(Image outline annotation entries)
[start]
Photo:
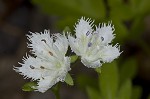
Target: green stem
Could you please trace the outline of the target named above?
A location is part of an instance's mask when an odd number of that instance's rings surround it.
[[[59,89],[60,89],[59,83],[52,88],[52,92],[55,94],[56,99],[60,99]]]

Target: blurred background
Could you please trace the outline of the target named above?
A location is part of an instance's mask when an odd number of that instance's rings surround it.
[[[23,92],[21,87],[29,80],[13,66],[19,66],[17,62],[28,52],[28,31],[71,29],[74,33],[73,26],[82,16],[95,24],[112,21],[113,43],[119,43],[123,53],[115,63],[104,64],[108,69],[102,68],[102,75],[108,79],[75,62],[70,72],[75,85],[63,83],[61,99],[116,99],[105,97],[102,82],[116,84],[112,85],[115,94],[124,94],[120,99],[150,99],[150,0],[0,0],[0,99],[54,99],[50,90]]]

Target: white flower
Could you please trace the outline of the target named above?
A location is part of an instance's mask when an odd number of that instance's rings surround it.
[[[101,24],[93,29],[93,21],[82,17],[75,26],[75,35],[68,36],[71,50],[81,56],[81,62],[91,68],[100,67],[102,62],[112,62],[120,55],[118,45],[110,43],[114,39],[111,23]]]
[[[23,58],[21,67],[14,67],[14,70],[38,81],[36,91],[45,92],[54,84],[64,82],[70,68],[70,58],[65,57],[68,50],[68,40],[65,35],[54,34],[50,36],[48,30],[44,33],[32,33],[27,35],[34,57],[28,55]]]

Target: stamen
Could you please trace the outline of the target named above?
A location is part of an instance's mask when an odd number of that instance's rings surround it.
[[[32,66],[32,65],[30,65],[30,68],[31,68],[31,69],[35,69],[35,67],[34,67],[34,66]]]
[[[91,42],[89,42],[89,43],[88,43],[88,47],[91,47],[91,46],[92,46],[92,43],[91,43]]]
[[[46,43],[46,40],[45,39],[42,39],[41,41],[45,42]]]
[[[90,34],[90,32],[89,32],[89,31],[87,31],[86,36],[88,36],[89,34]]]
[[[104,37],[101,37],[101,40],[104,41]]]
[[[41,68],[41,69],[45,69],[45,67],[43,67],[43,66],[40,66],[40,68]]]
[[[52,52],[49,51],[48,53],[49,53],[51,56],[53,56],[53,53],[52,53]]]

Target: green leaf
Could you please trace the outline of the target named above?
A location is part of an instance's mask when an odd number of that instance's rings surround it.
[[[101,67],[96,68],[95,71],[100,74],[101,73]]]
[[[115,99],[119,84],[118,68],[116,62],[102,65],[99,76],[100,91],[103,99]]]
[[[28,82],[23,85],[22,90],[23,91],[33,91],[33,90],[35,90],[36,86],[37,86],[36,82]]]
[[[72,79],[72,77],[70,76],[69,73],[66,75],[65,82],[66,82],[68,85],[71,85],[71,86],[74,85],[73,79]]]
[[[93,87],[87,87],[86,90],[87,90],[89,99],[102,99],[100,92],[94,89]]]
[[[55,94],[55,98],[56,99],[60,99],[59,89],[60,89],[60,83],[57,83],[56,85],[54,85],[51,88],[51,91]]]
[[[118,5],[122,4],[122,0],[108,0],[109,7],[116,7]]]
[[[71,32],[69,26],[66,26],[63,30],[63,33]]]
[[[134,86],[132,90],[132,98],[131,99],[141,99],[142,88],[140,86]]]
[[[76,55],[72,55],[70,57],[71,57],[71,63],[74,63],[78,59],[78,56]]]
[[[137,73],[137,61],[134,57],[127,59],[120,68],[121,83],[133,79]]]
[[[131,93],[132,93],[131,80],[126,80],[122,84],[122,86],[118,92],[118,99],[131,99]]]

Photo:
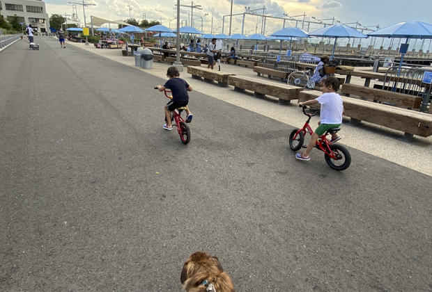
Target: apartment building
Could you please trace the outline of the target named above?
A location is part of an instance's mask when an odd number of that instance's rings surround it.
[[[17,15],[20,22],[31,24],[38,31],[44,33],[49,29],[49,16],[45,9],[45,3],[40,0],[0,0],[1,15],[8,19]]]

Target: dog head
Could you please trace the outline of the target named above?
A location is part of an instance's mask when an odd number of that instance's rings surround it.
[[[195,252],[183,264],[180,278],[187,292],[235,292],[228,274],[216,257]]]

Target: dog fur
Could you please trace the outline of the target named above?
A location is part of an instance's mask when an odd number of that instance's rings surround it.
[end]
=== Given exercise ===
Nothing but the lines from the one with "Target: dog head" through the last line should be repeated, each exactly as it stands.

=== Answer below ===
Target: dog head
Could you please trace the outline of the target named above?
A location is part of an instance's mask when an odd number of that instance's rings surround it.
[[[195,252],[183,264],[180,278],[187,292],[235,292],[228,274],[216,257]]]

Target: dog fur
Could you please trace the outline of the target named above?
A location is part of an instance's mask when an odd number of that instance's rings surround it.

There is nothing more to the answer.